>>>>

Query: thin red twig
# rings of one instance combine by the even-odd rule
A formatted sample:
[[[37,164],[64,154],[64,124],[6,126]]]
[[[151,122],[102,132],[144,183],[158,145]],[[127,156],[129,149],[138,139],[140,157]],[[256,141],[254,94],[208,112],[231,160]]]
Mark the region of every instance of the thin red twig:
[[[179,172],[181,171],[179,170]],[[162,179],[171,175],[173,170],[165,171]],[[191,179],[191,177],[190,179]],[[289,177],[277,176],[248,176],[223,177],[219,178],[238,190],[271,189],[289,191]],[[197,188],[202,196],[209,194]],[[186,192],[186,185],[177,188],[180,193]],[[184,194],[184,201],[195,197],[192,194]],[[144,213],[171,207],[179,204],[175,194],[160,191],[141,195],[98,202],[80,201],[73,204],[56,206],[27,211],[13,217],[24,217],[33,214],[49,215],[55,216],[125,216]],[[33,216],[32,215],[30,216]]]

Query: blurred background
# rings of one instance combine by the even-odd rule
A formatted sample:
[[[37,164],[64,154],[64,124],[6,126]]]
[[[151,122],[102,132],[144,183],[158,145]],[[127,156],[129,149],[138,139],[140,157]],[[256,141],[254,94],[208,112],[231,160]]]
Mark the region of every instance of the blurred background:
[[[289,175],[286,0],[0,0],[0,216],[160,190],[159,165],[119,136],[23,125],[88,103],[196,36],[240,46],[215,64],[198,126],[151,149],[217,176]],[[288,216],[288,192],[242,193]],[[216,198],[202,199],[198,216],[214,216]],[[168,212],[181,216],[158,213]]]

<<<<

Ziel der Übung | Entnimm der Liste oben sämtliche Zeilen und gib sie genau so wieder, wie sie dort stehen.

Schriftliche Antwort |
Query: thin red twig
# rings of one instance combine by the even-odd rule
A formatted sample:
[[[37,164],[64,154],[64,124],[6,126]]]
[[[151,122],[102,132],[144,183],[158,145]],[[127,156],[129,149],[138,139],[140,157]],[[256,141],[254,94],[208,112],[231,160]]]
Mark the region of every instance of the thin red twig:
[[[179,172],[181,171],[179,170]],[[162,179],[171,175],[173,170],[165,171]],[[191,179],[191,177],[190,179]],[[289,177],[277,176],[248,176],[223,177],[219,178],[238,190],[271,189],[289,191]],[[197,188],[202,196],[209,194]],[[186,192],[186,185],[177,188],[180,193]],[[184,194],[184,201],[195,197],[192,194]],[[144,213],[171,207],[179,204],[175,194],[160,191],[141,195],[98,202],[80,201],[73,204],[56,206],[27,211],[13,217],[24,217],[33,214],[49,215],[55,216],[125,216]],[[33,216],[32,215],[30,216]]]

Query: blurred background
# rings of one instance combine by the even-odd rule
A formatted sample:
[[[37,164],[64,154],[64,124],[6,126]]]
[[[151,122],[102,132],[144,183],[158,145]],[[127,156],[129,149],[138,139],[140,157]],[[256,141],[254,94],[208,112],[231,160]]]
Mark the region of every instance of the blurred background:
[[[289,175],[286,0],[0,0],[0,216],[160,190],[159,165],[119,136],[23,125],[88,103],[196,36],[240,46],[215,64],[198,126],[151,149],[217,176]],[[288,216],[288,192],[242,193]],[[216,198],[202,199],[198,216],[214,216]],[[168,212],[181,216],[158,213]]]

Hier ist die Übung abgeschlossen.